» **EXCERPTED DATA**
=== Section Start ===

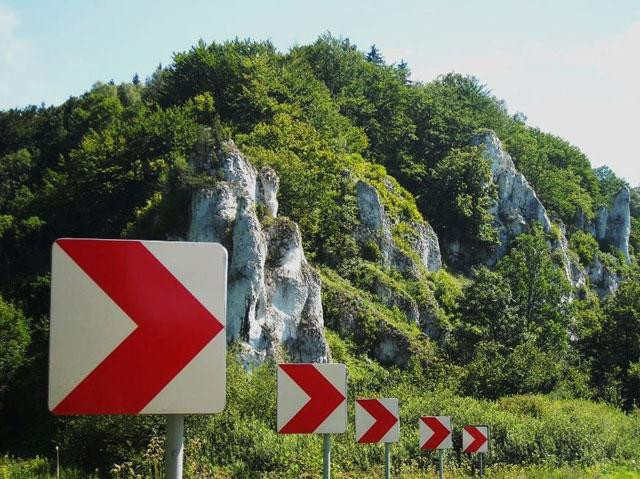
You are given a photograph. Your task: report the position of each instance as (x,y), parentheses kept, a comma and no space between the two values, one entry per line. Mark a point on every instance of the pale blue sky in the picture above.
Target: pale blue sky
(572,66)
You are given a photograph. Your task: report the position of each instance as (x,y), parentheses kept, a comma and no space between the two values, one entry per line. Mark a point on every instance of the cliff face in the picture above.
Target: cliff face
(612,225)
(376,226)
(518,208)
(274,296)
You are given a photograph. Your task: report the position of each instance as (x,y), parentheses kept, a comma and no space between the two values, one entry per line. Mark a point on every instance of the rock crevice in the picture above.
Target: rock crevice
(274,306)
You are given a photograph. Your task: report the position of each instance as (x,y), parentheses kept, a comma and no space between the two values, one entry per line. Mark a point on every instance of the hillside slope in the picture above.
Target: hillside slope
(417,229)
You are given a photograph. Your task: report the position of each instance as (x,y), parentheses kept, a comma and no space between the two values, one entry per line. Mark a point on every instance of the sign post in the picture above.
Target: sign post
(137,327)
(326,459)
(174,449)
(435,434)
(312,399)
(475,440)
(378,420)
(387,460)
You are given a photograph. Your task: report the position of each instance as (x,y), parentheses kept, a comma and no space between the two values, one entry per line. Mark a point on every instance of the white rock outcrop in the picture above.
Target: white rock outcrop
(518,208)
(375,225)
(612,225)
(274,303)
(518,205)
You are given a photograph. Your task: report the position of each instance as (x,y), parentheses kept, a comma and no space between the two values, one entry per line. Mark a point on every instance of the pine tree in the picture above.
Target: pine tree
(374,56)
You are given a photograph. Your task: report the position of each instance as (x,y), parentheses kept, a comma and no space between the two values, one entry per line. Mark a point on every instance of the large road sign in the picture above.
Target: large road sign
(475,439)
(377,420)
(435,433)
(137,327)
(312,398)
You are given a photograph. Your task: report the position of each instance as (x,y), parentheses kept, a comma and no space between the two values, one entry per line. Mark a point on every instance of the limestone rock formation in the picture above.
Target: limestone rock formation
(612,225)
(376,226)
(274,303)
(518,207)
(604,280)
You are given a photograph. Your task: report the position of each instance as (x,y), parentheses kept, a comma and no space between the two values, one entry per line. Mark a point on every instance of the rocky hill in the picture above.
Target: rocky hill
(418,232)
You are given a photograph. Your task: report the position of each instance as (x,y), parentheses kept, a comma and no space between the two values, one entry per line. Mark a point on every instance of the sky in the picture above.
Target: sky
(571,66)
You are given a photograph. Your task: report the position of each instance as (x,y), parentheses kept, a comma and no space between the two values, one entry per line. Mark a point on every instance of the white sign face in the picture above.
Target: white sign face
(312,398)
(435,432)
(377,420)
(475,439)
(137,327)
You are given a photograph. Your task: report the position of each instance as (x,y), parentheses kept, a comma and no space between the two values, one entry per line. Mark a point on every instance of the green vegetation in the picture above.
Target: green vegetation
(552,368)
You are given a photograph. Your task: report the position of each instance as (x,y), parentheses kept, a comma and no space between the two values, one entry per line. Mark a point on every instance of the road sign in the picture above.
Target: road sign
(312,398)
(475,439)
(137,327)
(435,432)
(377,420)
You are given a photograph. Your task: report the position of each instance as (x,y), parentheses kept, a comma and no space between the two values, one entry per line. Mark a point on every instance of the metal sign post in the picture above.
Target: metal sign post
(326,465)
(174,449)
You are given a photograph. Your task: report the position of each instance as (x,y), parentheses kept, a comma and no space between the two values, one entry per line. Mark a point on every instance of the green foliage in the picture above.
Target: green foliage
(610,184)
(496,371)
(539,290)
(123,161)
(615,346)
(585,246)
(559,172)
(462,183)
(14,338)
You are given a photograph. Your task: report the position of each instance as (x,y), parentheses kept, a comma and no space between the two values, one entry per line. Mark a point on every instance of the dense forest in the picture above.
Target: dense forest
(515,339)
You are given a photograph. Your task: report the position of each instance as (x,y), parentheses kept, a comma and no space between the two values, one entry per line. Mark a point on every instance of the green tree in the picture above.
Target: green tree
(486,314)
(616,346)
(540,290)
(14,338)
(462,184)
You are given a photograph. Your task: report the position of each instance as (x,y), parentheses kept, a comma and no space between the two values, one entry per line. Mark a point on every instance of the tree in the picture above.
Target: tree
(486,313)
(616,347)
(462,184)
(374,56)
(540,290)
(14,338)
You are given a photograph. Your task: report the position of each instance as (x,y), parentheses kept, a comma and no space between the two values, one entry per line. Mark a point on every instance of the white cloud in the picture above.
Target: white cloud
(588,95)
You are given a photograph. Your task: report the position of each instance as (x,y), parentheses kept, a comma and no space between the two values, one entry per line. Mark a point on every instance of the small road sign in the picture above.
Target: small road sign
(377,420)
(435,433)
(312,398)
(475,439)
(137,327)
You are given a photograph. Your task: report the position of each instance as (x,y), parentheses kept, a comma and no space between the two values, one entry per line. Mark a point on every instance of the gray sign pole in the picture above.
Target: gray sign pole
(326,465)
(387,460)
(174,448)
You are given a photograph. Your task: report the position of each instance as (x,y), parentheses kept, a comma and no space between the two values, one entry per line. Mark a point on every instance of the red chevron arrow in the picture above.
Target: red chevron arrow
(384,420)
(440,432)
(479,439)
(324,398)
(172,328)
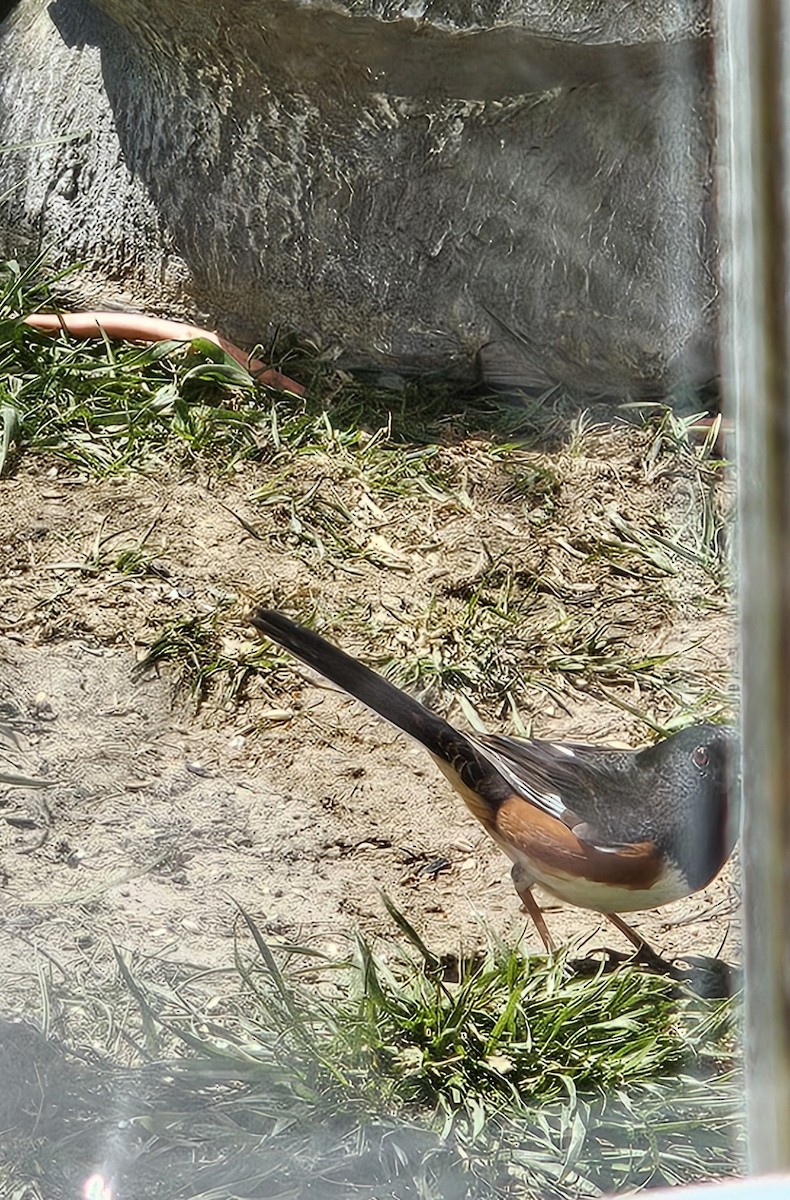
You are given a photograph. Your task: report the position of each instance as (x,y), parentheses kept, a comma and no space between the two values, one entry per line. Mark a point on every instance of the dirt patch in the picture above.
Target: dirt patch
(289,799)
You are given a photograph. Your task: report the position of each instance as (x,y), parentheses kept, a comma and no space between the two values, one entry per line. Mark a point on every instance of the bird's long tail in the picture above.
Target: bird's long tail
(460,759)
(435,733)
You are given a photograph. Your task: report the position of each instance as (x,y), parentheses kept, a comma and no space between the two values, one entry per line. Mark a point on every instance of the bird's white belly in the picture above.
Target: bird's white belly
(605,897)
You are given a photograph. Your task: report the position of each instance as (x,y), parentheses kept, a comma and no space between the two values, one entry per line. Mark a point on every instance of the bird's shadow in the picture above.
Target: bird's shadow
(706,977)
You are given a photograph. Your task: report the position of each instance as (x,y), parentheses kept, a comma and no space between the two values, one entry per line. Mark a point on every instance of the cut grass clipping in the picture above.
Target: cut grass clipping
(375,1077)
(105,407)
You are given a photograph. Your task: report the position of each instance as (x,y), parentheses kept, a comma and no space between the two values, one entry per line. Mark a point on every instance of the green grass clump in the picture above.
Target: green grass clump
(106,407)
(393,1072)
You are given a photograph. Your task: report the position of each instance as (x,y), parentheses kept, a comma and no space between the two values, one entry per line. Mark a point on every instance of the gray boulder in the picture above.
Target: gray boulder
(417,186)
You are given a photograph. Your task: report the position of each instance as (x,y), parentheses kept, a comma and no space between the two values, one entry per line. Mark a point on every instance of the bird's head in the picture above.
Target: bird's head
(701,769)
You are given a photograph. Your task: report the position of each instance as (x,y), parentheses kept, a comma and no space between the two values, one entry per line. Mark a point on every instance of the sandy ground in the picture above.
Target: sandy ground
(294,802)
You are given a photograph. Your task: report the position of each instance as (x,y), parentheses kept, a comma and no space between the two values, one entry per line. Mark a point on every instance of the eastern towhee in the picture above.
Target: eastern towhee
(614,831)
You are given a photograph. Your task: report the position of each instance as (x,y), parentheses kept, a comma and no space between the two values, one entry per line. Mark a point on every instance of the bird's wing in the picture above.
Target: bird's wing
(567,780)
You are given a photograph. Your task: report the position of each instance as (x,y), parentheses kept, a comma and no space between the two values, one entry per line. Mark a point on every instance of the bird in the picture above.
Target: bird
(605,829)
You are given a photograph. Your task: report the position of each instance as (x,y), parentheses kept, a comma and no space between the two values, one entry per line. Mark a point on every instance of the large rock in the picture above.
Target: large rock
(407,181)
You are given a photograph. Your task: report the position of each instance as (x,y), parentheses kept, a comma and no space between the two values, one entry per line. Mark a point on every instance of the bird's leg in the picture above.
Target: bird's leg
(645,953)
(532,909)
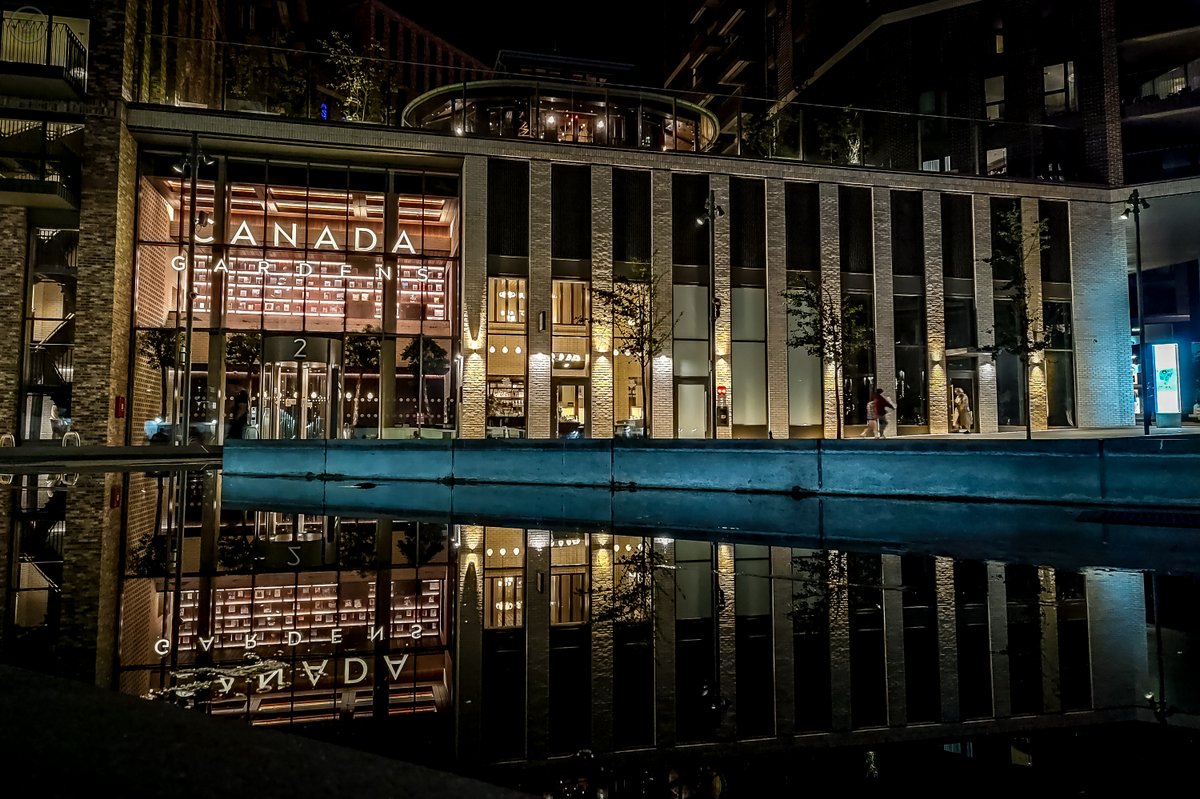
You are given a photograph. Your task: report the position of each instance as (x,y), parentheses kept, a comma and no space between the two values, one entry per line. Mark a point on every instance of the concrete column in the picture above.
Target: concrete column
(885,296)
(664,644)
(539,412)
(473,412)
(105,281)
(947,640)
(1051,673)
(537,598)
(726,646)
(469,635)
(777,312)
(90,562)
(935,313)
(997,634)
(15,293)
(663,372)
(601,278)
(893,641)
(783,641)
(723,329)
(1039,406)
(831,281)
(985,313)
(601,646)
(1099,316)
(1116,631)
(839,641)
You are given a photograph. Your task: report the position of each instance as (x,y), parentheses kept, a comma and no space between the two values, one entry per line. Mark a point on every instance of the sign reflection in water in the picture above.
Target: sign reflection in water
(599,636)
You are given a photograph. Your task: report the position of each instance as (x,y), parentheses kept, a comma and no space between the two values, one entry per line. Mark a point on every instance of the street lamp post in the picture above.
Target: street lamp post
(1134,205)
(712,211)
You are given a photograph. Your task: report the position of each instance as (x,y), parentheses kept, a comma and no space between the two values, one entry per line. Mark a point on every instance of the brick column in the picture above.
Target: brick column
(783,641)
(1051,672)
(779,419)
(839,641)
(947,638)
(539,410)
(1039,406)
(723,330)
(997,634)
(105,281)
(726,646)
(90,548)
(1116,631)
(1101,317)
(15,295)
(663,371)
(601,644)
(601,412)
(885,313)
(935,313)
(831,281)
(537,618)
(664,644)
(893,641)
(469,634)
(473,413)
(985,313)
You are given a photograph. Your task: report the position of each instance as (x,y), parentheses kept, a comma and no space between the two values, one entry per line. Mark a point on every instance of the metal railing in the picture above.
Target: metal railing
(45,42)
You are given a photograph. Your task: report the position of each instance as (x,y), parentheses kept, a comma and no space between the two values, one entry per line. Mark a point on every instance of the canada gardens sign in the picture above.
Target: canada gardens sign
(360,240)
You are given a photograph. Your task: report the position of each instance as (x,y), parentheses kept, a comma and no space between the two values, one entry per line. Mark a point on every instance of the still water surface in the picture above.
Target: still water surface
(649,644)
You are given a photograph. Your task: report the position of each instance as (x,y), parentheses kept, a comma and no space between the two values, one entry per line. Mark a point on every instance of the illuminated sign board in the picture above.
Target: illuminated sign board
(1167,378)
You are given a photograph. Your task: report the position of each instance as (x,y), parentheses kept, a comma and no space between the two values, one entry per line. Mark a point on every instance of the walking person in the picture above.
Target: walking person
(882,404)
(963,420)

=== Section End ===

» **YOUR TASK**
The result should be an exact copy of only the lines above from the one that holds "Target: bird's head" through the one that holds "concrete column in the picture above.", both ends included, without pictures.

» **COMPLETED TASK**
Target: bird's head
(701,769)
You are given a photograph. Your task: report the position of each instance as (x,y), parentheses kept, a comma and no space between the two values, one entry per line. Mark a point on every instance of the sandy ground in the picture above.
Target: sandy ground
(294,802)
You are given a photograph. Your task: report the position of each instance as (x,y), parentheses kept, a comma and no space between the two values, one entry per line. Mark a point on every instance of the eastern towhee in the picture above.
Target: eastern towhee
(614,831)
You are given a photograph. Your task: report the position of each instance as (x,y), parentheses kept, a comma and no space between the two values, one entry per line. Mark a point on every instance of the bird's wing in the picture above.
Target: bird's wing
(567,780)
You are given a photograph. Your task: report the position of each instance as (x,y), parentheses kept, a comma and no space between the two values, one entry per line. Mark a point on every instance of the bird in the picture above.
Target: bird
(605,829)
You are given a photograph. Your task: report the position of each instance as (x,y), parentheses kept, a comma and no space between the two values, one entry per line. Mark a point on every instance of the large rock in the picture above.
Target: large rock
(407,181)
You are given a photograph. Your task: report the position of each instance as (x,y), parentheses kept, a comma and no space between the two values, one entry per line. Mark a point on every instance of the bird's leg in the picture above.
Target: bird's leg
(645,953)
(532,909)
You are given a photograph. Your task: report the position of each instance as (x,y), parentheses kept, a comma and no space between the two values, one entry per line. Mark a point on every instance of the concrete column in the picture above.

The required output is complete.